• _TASK INSTRUCTIONS_
From the first line to the last, write out the records exactly.

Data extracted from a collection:
┄┄┄┄┄┄

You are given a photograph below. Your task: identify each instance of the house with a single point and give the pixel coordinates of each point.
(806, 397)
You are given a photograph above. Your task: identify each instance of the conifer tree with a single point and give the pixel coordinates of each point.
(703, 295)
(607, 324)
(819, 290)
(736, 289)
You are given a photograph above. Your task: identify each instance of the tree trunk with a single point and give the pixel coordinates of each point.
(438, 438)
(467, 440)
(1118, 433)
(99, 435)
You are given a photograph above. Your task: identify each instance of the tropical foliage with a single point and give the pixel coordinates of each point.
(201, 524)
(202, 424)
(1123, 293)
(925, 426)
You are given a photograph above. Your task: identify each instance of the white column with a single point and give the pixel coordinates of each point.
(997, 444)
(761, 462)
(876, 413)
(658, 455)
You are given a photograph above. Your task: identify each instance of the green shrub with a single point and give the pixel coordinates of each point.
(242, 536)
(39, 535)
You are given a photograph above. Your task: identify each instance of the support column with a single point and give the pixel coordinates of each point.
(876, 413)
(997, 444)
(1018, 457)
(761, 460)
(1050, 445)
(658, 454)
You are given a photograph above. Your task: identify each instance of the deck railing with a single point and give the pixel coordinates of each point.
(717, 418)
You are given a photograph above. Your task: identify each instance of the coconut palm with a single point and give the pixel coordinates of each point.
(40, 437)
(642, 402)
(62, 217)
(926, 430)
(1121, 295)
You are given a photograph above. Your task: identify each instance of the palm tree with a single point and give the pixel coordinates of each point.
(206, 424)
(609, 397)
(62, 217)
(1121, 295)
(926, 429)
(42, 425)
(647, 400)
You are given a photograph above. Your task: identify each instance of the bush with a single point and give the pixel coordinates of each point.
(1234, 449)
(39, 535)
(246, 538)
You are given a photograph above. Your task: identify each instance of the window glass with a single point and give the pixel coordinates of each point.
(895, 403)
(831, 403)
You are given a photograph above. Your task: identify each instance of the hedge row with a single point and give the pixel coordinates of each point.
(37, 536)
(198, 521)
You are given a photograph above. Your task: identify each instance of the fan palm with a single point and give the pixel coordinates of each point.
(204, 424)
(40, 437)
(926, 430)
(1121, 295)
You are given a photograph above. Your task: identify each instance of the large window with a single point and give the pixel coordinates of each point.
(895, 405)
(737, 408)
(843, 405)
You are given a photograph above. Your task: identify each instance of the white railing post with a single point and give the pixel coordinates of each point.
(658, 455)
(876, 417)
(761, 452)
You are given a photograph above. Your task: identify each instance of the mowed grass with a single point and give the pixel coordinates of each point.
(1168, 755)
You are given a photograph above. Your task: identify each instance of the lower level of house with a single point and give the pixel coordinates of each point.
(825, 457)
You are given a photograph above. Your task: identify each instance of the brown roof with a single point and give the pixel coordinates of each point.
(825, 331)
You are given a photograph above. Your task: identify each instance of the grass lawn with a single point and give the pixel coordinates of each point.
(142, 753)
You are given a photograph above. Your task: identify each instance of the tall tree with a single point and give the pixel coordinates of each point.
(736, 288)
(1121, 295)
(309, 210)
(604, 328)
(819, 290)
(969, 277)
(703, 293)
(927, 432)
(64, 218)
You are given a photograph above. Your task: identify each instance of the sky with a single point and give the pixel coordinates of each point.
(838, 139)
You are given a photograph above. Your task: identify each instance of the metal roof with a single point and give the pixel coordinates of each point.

┄┄┄┄┄┄

• _EXERCISE RESULT_
You are given a photograph below. Your task: identify each instance of the house with a single point and give the pixel coordinates of each point.
(806, 397)
You are given a photograph above. Your task: identify each instance of the conifer tree with a single point and give the pixel coordinates of each point.
(703, 295)
(607, 324)
(819, 290)
(736, 289)
You are given a photograph above. Your task: identify each instance of the tree trunk with a single point and give the pixel coordinates of each point.
(438, 438)
(467, 440)
(1118, 433)
(99, 435)
You are given a photograph above. Your task: identify each instance of the tropical foliage with a single point and give the pixel coordinates of each point.
(201, 524)
(202, 424)
(1123, 293)
(925, 426)
You are given a photograph above. Your task: identify each instance of the white column with a single point and give the pixel coordinates of each point.
(997, 444)
(761, 462)
(876, 413)
(658, 455)
You are given a photograph above. Your task: identify each instance of the green shrub with a single point and give the pixel coordinates of each point.
(242, 536)
(39, 535)
You are given a photograph above. Your task: identify each instance of the support column with a single point and give the pixel coordinates of each point.
(876, 413)
(997, 444)
(1018, 457)
(761, 460)
(1050, 445)
(658, 454)
You are given a photograph above. Your task: identify each instance of the deck railing with a single point and give the pixel coordinates of each point.
(717, 418)
You are given a photograph above. Your task: identify each instance of the coconut palm with a single point and give the pixel coordinates of each point.
(40, 437)
(642, 402)
(62, 217)
(926, 430)
(1121, 295)
You are given a photograph above. Your task: identify each instance of the palm tree with a single point and give the pixel coordinates of each point.
(206, 424)
(609, 397)
(62, 217)
(1121, 295)
(926, 429)
(42, 425)
(647, 400)
You are given a photograph above. Your task: identify each instance of the bush with a single point and give the pixel coordinates of each point.
(1234, 449)
(39, 535)
(246, 538)
You are given a photograph above. Your task: identify each instance of the window glass with a single point and give the pixel coordinates of each point.
(895, 403)
(831, 403)
You are given a photograph above. Your task: identify each instance of the hedge row with a single point and give the pixel coordinates of each point.
(37, 536)
(198, 521)
You are given a photograph above. Your task: identify each instance of the fan palm with a single point and give the pixel coordinates of each point.
(204, 424)
(40, 437)
(926, 430)
(1121, 295)
You are given a photograph above. Your task: identify each instance of the large window with a single point and give the pixel coordinates of each point.
(895, 405)
(737, 408)
(843, 405)
You are given a photograph above. Your task: identify each instance of the white railing post with a single point and give the pixel coordinates of each point.
(658, 455)
(876, 417)
(761, 452)
You are given a photograph above. Your task: identify each instance of the mowed grass with a single point and give the pixel coordinates of each point.
(1168, 755)
You are given a photograph above. Your task: identify each instance of the lower level of house with a single point and give the pixel coordinates of each point.
(825, 457)
You are given a photograph above. Your task: identify each instance of the brown roof with a single point and give the pixel coordinates of each point.
(825, 331)
You are given a photograph above. Your task: identify each instance of the grass lawn with a single point and give the pixel coordinates of each point.
(142, 753)
You are given a photograph above. Your task: identify each instance of the tall tree with a single point and give the pixel coordinates of each point.
(736, 288)
(1121, 295)
(309, 210)
(604, 328)
(819, 290)
(969, 277)
(703, 293)
(927, 432)
(64, 218)
You are given a photograph above. Your task: identify each instance of the sky with a single point and give the pixel coordinates of each point.
(838, 139)
You are given a photograph above. Your task: identify each instance of the metal roof with a single point and give the pixel coordinates of each point.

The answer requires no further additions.